──────── MATERIAL FOR THIS EXERCISE ────────

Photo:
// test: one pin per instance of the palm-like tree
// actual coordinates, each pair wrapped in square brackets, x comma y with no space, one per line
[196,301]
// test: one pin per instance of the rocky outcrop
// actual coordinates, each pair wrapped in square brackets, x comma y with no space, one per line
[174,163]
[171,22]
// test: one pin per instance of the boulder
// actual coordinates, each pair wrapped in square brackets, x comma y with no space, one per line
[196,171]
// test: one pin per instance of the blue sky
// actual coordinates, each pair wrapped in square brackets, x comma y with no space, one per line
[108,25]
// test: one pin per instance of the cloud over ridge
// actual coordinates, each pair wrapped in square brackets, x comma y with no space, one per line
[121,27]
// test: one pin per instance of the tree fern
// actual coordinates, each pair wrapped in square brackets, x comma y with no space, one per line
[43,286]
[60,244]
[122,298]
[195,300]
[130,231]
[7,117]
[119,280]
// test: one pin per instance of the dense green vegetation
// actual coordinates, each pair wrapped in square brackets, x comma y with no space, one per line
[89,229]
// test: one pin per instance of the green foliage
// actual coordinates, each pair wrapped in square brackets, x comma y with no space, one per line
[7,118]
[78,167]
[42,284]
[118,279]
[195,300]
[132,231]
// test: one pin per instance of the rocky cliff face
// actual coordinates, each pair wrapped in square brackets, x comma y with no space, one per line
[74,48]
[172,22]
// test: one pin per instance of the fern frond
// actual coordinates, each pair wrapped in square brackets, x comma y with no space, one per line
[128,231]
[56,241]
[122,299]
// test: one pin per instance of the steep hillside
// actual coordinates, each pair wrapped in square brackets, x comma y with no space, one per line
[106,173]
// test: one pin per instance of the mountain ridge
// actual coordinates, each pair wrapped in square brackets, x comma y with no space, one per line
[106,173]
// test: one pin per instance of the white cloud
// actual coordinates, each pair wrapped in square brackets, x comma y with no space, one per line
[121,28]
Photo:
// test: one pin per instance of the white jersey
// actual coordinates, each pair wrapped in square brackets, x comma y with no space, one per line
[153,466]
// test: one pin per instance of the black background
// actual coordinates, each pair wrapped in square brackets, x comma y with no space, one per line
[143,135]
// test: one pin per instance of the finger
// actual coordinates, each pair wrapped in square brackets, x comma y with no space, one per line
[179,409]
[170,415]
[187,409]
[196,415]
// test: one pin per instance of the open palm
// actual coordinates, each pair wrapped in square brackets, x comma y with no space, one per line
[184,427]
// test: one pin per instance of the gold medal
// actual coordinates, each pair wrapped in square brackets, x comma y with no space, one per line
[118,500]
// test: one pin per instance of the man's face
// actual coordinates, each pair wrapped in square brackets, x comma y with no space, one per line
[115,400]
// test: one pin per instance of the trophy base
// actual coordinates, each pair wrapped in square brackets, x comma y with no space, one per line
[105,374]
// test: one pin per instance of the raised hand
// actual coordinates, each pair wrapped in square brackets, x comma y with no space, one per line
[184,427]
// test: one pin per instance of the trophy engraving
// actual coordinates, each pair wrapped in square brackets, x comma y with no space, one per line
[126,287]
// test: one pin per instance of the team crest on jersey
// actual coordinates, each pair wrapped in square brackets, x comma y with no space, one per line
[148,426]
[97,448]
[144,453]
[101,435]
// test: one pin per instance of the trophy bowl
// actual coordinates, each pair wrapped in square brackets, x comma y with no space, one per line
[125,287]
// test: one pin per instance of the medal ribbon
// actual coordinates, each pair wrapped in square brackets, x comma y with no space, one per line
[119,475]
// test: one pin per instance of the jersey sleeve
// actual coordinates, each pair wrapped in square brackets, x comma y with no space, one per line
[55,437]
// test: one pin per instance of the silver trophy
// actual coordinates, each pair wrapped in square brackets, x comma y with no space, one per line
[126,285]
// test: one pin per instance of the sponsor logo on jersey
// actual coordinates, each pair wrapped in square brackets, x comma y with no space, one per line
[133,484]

────────

SHORT EXERCISE -
Each record should come back exactly as written.

COMPLETE ANSWER -
Photo:
// test: one pin per instance of the palm-like tree
// actual coordinates, each pair wrapped in square brackets, x comma y with no space, one per line
[196,301]
// test: one pin per instance of the rocky outcrop
// actual coordinates, each pair wrapped in square brackets, x comma y with no space, one per line
[174,163]
[171,22]
// test: one pin per instance of the boulder
// actual coordinates, each pair wrapped in square brackets, x comma y with no space, one per line
[196,171]
// test: one pin per instance of the blue sky
// actual coordinates, each pair wrapped in square brackets, x comma y with no space, one per line
[108,25]
// test: one pin per instance of the cloud over ridge
// actual coordinates, each pair wrapped in square brackets, x comma y with no space, one per line
[121,27]
// test: one pin per instance of the tree fern
// actual coordinates, each pair wrapped in square brackets, x comma y with no space, one per line
[43,286]
[60,244]
[122,298]
[195,300]
[130,231]
[7,117]
[119,280]
// test: one pin per instance of the dense green vegetation
// actual coordinates, each pair wrapped in square brackets, x comma y with no space, one per line
[89,229]
// test: one pin per instance of the green foliage
// actual coordinates, each pair wrapped in square brackets, x comma y with no space, one per line
[7,118]
[78,167]
[42,284]
[118,279]
[195,300]
[132,231]
// test: one pin per instance of the rocky cliff face
// actual coordinates, each pair wrapped in square brackets, x comma y with no space, one per line
[74,48]
[172,22]
// test: one pin per instance of the fern frond
// actual coordinates, each pair wrapped in square brackets, x comma y with no space, one per line
[128,231]
[56,241]
[122,299]
// test: one pin per instance of the steep hillside
// actual coordinates, each pair wrapped in square brackets, x comma y with no space, one per line
[106,173]
// test: one pin per instance of the mountain ridge
// actual coordinates, each pair wrapped in square brackets, x comma y with no space, one per line
[106,173]
// test: one pin per instance of the white cloud
// actual coordinates, each pair wrapped in square brackets, x comma y with no space, one per line
[121,28]
Photo:
// test: one pin per instance of the white jersey
// actual coordinates, each pair wrapped in square brackets, x comma y with no space, one per line
[153,466]
// test: one pin per instance of the black background
// actual coordinates, each pair wrapped in square brackets, x comma y with no space, one per line
[143,135]
// test: one pin per instance of the finger
// actual coordinates, each pair wrapped in square brackets, x comma y with no space, one per line
[179,409]
[170,415]
[187,409]
[196,415]
// test: one pin per instance of the open palm
// actual coordinates, each pair wrapped in square brackets, x comma y with no space, one per line
[184,427]
// test: one pin per instance of the gold medal
// actual coordinates, each pair wrapped in square brackets, x comma y with no space, one per line
[118,500]
// test: one pin per instance of the man's face
// actual coordinates, each pair wrapped in square brackets, x comma y with no space, one per line
[115,400]
// test: one pin per instance of the trophy base
// actual coordinates, each pair wrapped in square brackets, x comma y with no space, one per line
[105,374]
// test: one pin per instance of the raised hand
// actual coordinates, each pair wrapped in square brackets, x comma y with no space, one per line
[184,427]
// test: one pin per instance of the trophy engraving
// actual coordinates, each pair wrapped in square brackets, x comma y with no space, one per line
[126,287]
// test: one pin per instance of the team crest on jersey
// actual coordinates, each pair wrapped in square brackets, x comma y with no space, one per line
[148,426]
[97,448]
[144,453]
[101,435]
// test: one pin per instance of the trophy bowl
// actual coordinates, each pair wrapped in square brackets, x comma y with no space, one per line
[125,287]
// test: one pin per instance of the medal ribbon
// actual coordinates, each pair wrapped in square brackets, x comma y with no space, one per line
[119,475]
// test: one pin per instance of the jersey sleeve
// actual coordinates, each pair wrapped in square brackets, x comma y with no space, one per line
[55,437]
// test: one pin per instance of the silver trophy
// actual coordinates, each pair wrapped in square brackets, x comma y with no space, one per line
[126,285]
// test: one pin per instance of the sponsor logo on jersey
// actual coordinates, each pair wrapped in square brackets, x comma y with no space, one per line
[133,484]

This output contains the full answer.